Exercise requirements |
1) Revise the stretch of the Belgrade flood report from "Flood surge threatens" through "Monday, authorities said.", putting "flood barriers" in place of "sandbags".
2) Write the next part of the news report on the Serbian floods, picking up after its final sentence.

Text segment |

Flood surge threatens plant near Belgrade
BELGRADE, Serbia – Serbian authorities ordered the urgent evacuation of 12 villages and towns along the raging Sava River Monday, including one where soldiers, police and volunteers are working around the clock to protect Serbia’s main power plant.
The coal-fired Nikola Tesla power plant, which supplies electricity for half of Serbia and most of Belgrade, lies in the flood-hit town of Obrenovac, 16 miles upstream of the capital. Emergency crews have so far defended the power plant by building high walls of sandbags but it’s not clear those will withstand the force of an upcoming river surge.
Serbian police chief Nebojsa Stefanovic ordered the town completely evacuated of civilians, along with 11 villages along the Sava. Some 300 people were evacuated from Obrenovac by helicopter Monday, authorities said.
Serbia and Bosnia are struggling with the worst flooding in southeastern Europe in more than a century. At least 35 people died in five days of flooding caused by unprecedented torrential rain. Entire towns and villages are underwater, thousands of hills have crumpled into landslides and tens of thousands have been forced to flee their homes.

Dataset excerpts |
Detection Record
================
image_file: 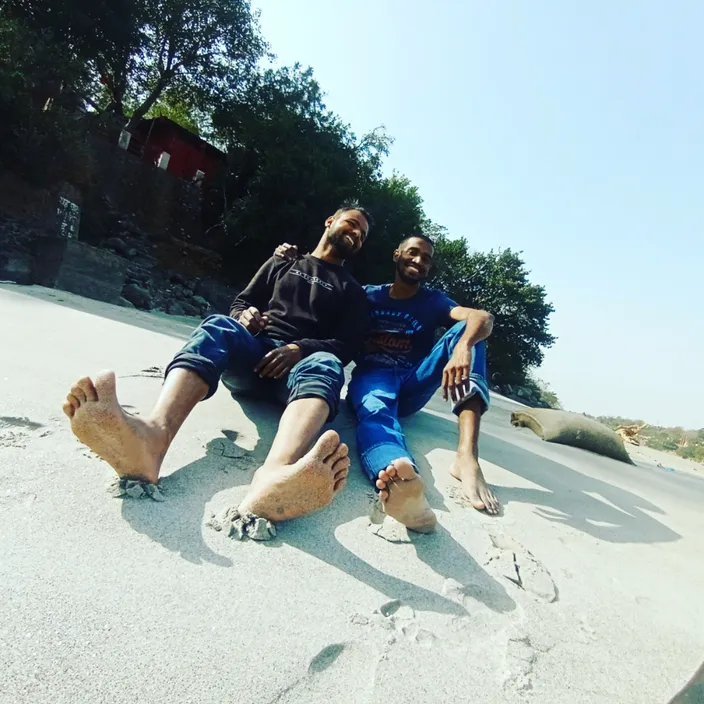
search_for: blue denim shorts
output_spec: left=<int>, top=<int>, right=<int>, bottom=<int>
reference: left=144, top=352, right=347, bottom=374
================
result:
left=166, top=315, right=345, bottom=421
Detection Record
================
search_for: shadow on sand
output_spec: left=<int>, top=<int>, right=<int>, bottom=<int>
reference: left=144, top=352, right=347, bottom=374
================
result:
left=122, top=399, right=516, bottom=615
left=406, top=413, right=681, bottom=543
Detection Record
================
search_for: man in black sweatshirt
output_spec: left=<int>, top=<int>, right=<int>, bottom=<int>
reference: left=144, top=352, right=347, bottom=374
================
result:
left=64, top=203, right=370, bottom=532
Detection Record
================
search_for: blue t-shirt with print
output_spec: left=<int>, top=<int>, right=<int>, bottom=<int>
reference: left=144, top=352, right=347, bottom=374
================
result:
left=357, top=284, right=457, bottom=369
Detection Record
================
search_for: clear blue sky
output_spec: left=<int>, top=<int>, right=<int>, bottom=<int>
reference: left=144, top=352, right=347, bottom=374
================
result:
left=254, top=0, right=704, bottom=428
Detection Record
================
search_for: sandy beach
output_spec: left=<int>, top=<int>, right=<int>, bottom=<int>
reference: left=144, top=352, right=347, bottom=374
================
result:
left=0, top=284, right=704, bottom=704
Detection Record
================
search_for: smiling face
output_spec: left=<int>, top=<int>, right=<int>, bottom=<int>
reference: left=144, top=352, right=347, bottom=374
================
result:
left=325, top=210, right=369, bottom=259
left=394, top=237, right=434, bottom=284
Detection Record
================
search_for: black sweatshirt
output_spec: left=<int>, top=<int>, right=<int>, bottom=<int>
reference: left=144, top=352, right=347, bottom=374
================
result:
left=230, top=254, right=368, bottom=364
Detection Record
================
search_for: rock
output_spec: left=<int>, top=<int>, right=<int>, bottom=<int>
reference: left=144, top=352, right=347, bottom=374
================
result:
left=191, top=296, right=210, bottom=313
left=246, top=518, right=276, bottom=540
left=0, top=252, right=33, bottom=285
left=122, top=284, right=152, bottom=310
left=105, top=237, right=129, bottom=256
left=194, top=279, right=239, bottom=314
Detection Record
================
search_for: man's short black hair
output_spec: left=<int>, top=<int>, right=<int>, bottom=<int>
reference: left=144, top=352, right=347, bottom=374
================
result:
left=333, top=200, right=374, bottom=230
left=396, top=234, right=435, bottom=249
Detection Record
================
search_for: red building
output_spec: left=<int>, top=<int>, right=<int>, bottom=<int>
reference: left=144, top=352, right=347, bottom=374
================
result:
left=128, top=117, right=225, bottom=181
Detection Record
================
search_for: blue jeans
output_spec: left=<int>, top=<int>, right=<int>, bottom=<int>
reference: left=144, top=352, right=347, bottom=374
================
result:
left=166, top=315, right=345, bottom=421
left=347, top=323, right=489, bottom=483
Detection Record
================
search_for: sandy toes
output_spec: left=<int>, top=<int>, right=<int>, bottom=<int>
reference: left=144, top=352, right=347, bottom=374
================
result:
left=238, top=430, right=350, bottom=521
left=450, top=454, right=499, bottom=516
left=63, top=371, right=168, bottom=484
left=376, top=459, right=438, bottom=533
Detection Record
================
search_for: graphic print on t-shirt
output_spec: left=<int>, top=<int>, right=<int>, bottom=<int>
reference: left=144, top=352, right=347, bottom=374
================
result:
left=357, top=284, right=457, bottom=369
left=365, top=308, right=423, bottom=367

Numbered answers |
1)
Flood surge threatens plant near Belgrade
BELGRADE, Serbia – Serbian authorities ordered the urgent evacuation of 12 villages and towns along the raging Sava River Monday, including one where soldiers, police and volunteers are working around the clock to protect Serbia’s main power plant.
The coal-fired Nikola Tesla power plant, which supplies electricity for half of Serbia and most of Belgrade, lies in the flood-hit town of Obrenovac, 16 miles upstream of the capital. Emergency crews have so far defended the power plant by building high walls of flood barriers but it’s not clear those will withstand the force of an upcoming river surge.
Serbian police chief Nebojsa Stefanovic ordered the town completely evacuated of civilians, along with 11 villages along the Sava. Some 300 people were evacuated from Obrenovac by helicopter Monday, authorities said.

2)
The death toll is expected to rise further as floodwaters recede after the worst rainfall in 120 years of records.
The situation in Obrenovac was critical Monday, said Predrag Maric, a Serbian emergency official. The Sava flood wave was expected to begin to reach Obrenovac and Belgrade later Monday and peak by Wednesday.
Before Monday’s order, some 7,800 people were already evacuated from the town, where many homes were submerged. But some 2,000 people were still believed trapped in the higher floors of buildings there, without power or phone lines.
In Bosnia, Foreign Minister Zlatko Lagumdzija called the flood damage “immense” and compared it to the carnage during the country’s 1992-95 war that killed at least 100,000 people and left millions homeless. He said the flooding had destroyed about 100,000 houses and 230 schools and hospitals and left a million people without drinking water.
“The only difference from the war is that less people have died,” he said. “The country is devastated … this is something that no war in the history of this country” ever accomplished.
In Orasje, a Bosnian border town, frantic efforts were being made to prevent the Sava further surging through broken barriers. Ideas included dropping old trucks from helicopters or covering the gaps with wire frames and then reinforcing with sandbags.
The emergency commander in the town, Fahrudin Solak, said the decaying corpses of drowned farm animals now represented a major health risk.
“We are sending out mobile incinerators and we have asked for international assistance, to send us more incinerators to prevent diseases,” he said.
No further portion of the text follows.